### Assignment
Each line in the entries below that holds the word "sink" belongs in the answer.

### Task input
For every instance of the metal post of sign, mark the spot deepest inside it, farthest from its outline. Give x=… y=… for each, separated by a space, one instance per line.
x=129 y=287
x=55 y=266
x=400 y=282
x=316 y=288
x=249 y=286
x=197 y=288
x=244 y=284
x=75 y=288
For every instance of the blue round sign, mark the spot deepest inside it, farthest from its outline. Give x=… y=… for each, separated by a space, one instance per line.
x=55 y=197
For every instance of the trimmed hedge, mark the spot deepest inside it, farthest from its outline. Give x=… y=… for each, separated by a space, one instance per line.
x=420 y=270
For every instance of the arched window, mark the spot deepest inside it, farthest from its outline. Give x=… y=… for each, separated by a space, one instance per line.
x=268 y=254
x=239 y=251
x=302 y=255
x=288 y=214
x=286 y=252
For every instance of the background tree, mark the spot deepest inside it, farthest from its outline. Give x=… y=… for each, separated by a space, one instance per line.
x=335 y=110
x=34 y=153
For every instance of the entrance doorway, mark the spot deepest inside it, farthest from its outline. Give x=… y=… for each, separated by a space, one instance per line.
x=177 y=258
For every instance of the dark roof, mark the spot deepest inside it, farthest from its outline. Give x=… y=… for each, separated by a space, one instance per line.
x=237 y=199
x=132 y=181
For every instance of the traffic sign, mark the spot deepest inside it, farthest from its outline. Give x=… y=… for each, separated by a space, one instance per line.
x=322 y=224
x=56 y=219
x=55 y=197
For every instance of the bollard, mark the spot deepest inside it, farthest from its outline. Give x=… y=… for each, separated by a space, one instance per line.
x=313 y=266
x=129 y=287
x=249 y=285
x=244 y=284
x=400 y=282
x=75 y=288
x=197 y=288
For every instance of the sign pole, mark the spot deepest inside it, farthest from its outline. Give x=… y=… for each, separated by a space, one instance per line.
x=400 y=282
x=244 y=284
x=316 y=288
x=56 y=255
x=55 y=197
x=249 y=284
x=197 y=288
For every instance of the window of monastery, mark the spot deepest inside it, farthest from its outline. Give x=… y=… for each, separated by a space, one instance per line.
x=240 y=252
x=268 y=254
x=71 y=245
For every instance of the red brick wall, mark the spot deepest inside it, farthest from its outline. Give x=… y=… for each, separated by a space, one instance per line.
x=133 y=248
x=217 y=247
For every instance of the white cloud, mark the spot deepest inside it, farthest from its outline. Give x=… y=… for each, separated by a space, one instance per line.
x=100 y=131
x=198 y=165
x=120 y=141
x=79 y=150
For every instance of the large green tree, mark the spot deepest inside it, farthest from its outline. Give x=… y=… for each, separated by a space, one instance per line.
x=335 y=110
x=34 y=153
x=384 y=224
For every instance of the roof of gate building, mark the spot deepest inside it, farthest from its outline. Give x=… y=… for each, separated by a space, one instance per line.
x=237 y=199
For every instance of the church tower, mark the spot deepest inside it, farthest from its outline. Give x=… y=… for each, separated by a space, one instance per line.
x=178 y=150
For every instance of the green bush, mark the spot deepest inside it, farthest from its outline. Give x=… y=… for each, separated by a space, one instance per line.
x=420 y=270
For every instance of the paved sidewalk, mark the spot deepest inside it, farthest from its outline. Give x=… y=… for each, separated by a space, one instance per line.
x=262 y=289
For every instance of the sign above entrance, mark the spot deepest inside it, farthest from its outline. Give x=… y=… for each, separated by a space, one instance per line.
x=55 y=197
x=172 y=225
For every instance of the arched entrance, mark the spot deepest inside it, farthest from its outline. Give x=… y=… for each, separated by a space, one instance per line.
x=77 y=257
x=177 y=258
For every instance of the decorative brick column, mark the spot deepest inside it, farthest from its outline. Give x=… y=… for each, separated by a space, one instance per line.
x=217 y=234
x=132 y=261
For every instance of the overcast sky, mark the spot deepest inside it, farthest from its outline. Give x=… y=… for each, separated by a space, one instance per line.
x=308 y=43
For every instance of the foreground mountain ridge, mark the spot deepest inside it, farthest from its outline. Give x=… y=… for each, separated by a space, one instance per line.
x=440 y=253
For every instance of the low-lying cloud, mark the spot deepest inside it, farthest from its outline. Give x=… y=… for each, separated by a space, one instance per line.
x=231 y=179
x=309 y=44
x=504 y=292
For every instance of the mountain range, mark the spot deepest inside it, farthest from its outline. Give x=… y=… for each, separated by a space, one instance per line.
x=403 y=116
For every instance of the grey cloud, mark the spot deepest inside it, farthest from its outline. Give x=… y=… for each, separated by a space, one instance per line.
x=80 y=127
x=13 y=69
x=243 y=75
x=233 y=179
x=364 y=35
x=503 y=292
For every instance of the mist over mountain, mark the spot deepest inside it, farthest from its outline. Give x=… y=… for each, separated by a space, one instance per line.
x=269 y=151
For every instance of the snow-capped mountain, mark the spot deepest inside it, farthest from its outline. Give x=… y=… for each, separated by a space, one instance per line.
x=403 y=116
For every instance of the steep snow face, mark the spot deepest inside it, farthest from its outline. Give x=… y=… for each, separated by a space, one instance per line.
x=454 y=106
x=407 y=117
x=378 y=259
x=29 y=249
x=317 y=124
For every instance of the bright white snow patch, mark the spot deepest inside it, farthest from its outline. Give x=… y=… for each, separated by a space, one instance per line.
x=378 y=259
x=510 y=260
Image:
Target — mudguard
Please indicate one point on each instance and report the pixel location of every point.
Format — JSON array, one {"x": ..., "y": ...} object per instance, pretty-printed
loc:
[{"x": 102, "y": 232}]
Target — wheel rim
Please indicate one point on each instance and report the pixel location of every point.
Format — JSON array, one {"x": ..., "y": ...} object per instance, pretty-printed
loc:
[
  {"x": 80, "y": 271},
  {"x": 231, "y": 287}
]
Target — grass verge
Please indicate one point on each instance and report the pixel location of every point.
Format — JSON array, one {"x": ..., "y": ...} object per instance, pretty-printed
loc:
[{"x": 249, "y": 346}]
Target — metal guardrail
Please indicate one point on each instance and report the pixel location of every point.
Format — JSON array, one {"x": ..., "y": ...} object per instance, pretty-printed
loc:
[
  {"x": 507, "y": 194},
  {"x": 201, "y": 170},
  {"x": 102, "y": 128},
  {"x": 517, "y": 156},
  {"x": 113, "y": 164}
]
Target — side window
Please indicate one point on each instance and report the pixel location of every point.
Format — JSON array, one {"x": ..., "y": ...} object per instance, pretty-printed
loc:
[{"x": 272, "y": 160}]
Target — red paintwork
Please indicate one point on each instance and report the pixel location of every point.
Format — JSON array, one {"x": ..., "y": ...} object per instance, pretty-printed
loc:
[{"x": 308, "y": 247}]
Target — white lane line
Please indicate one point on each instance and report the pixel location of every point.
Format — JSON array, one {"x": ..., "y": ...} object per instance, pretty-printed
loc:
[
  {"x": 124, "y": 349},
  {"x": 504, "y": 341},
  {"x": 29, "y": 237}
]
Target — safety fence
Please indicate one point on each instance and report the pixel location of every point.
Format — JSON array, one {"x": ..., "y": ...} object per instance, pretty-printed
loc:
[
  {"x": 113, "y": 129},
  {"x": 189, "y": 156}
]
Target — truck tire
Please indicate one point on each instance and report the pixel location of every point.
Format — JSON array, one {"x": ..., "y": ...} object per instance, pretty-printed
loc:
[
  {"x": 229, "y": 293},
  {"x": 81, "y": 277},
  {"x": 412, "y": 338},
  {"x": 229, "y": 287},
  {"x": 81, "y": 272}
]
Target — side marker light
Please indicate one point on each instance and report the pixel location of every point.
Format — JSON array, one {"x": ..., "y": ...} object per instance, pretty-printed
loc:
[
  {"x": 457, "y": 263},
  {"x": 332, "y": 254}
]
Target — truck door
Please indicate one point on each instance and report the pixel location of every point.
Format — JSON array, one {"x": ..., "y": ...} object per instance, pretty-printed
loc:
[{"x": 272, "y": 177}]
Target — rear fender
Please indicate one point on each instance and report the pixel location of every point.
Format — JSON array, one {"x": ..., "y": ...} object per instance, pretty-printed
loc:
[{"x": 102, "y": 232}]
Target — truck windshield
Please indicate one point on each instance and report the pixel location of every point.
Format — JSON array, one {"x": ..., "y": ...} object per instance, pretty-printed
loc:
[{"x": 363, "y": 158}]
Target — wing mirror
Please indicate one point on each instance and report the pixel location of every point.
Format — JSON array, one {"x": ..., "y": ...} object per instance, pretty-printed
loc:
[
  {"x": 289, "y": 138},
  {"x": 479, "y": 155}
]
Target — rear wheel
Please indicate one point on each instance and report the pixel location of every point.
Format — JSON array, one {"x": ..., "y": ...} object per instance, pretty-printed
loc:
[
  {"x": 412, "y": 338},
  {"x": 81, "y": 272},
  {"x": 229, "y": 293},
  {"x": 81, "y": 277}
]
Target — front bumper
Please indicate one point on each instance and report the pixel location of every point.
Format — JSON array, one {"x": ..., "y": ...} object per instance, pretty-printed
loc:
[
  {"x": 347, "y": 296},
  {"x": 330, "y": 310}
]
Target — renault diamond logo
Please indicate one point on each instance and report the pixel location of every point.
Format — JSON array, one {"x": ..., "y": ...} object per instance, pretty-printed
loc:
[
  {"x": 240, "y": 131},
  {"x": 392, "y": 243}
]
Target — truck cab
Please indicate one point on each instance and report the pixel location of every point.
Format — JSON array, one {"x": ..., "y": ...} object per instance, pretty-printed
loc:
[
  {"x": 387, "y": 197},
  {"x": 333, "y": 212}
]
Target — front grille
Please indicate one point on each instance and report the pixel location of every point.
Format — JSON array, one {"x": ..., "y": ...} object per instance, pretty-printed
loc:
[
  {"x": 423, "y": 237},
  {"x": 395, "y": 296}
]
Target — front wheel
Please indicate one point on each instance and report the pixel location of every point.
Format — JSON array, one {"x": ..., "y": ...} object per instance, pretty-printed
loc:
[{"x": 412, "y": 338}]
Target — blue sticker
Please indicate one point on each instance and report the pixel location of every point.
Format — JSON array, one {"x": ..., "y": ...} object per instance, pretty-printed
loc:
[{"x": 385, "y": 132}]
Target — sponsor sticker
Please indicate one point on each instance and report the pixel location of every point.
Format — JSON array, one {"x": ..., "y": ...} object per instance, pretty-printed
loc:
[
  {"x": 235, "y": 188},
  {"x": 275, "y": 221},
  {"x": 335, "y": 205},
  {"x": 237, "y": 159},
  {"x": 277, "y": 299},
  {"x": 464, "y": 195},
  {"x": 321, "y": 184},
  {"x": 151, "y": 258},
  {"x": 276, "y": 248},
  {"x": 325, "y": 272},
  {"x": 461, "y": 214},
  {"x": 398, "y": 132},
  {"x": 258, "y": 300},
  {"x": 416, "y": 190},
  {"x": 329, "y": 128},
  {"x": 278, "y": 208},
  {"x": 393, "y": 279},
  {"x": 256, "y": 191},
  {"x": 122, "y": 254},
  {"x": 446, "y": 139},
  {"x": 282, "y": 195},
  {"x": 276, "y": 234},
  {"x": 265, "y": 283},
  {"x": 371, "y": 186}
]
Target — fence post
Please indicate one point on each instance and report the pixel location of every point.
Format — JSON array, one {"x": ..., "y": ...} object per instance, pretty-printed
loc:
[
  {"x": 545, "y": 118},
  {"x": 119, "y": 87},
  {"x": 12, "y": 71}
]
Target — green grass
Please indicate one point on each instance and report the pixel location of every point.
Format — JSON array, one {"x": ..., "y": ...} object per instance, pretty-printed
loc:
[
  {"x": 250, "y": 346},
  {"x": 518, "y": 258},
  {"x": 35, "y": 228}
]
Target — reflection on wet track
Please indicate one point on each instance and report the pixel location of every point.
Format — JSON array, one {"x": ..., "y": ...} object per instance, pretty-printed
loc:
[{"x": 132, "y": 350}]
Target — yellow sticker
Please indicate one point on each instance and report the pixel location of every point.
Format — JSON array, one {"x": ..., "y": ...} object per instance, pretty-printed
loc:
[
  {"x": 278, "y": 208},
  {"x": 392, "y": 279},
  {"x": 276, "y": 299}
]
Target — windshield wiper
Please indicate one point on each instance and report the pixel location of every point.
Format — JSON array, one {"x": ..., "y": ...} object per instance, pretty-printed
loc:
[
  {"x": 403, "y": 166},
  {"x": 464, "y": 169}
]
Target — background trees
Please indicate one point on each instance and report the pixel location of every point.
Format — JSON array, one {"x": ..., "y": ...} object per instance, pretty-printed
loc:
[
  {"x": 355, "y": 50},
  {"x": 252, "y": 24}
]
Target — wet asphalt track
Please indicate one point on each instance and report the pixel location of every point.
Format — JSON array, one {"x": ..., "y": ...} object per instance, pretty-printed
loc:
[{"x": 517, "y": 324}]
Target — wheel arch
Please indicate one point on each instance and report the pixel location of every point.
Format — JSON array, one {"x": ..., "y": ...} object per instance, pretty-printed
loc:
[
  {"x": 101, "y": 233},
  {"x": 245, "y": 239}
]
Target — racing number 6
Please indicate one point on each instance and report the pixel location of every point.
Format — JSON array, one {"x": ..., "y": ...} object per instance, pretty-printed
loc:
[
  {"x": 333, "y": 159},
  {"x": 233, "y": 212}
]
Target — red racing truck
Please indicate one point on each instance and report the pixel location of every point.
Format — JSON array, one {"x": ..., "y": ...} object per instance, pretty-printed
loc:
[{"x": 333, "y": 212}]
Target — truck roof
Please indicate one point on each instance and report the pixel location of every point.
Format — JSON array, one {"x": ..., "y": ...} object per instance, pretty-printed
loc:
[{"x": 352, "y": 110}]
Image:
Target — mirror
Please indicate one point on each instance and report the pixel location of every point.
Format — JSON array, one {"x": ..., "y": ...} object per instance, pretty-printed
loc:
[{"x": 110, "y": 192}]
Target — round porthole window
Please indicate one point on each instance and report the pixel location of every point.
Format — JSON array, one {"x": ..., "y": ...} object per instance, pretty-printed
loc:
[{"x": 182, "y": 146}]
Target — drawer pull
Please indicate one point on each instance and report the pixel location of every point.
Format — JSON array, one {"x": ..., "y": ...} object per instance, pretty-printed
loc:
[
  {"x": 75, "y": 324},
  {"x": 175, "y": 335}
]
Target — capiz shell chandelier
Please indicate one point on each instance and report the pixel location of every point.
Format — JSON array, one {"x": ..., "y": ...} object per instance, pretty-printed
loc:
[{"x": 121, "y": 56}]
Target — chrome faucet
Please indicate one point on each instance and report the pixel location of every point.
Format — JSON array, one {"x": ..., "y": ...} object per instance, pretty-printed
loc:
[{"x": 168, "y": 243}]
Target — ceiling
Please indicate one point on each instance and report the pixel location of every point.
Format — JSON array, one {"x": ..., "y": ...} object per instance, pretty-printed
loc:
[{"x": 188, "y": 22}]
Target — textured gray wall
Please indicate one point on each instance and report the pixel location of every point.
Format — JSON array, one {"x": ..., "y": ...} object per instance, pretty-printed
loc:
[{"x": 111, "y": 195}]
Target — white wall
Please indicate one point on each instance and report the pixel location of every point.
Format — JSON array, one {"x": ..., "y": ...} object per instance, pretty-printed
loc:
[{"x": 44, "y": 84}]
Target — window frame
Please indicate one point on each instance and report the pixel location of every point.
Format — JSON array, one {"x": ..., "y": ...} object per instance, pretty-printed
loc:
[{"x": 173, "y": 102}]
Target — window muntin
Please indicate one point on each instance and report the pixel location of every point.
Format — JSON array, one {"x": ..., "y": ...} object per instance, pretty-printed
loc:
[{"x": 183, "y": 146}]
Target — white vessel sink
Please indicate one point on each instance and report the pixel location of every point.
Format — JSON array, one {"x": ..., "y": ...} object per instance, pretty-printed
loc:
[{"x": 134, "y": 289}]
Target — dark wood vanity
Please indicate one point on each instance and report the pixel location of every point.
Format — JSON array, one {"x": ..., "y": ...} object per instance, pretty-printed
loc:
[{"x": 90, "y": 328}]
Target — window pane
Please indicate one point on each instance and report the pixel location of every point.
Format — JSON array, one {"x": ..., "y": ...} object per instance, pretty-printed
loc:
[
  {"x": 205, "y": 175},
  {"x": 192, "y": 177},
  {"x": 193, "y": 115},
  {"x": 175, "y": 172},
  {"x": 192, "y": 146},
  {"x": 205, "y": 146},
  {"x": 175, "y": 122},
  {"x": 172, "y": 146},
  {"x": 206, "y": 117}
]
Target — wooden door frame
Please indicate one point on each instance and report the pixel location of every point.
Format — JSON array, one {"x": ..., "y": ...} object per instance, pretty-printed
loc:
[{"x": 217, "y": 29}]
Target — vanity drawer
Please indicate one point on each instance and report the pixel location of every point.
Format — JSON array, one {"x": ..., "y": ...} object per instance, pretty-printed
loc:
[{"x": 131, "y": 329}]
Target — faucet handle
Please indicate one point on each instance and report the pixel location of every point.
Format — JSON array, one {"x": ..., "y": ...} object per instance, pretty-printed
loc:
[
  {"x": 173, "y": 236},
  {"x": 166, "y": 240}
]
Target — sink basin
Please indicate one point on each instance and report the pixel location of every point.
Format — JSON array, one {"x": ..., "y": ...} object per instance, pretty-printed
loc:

### Result for this exercise
Target — white vessel sink
Target — sink basin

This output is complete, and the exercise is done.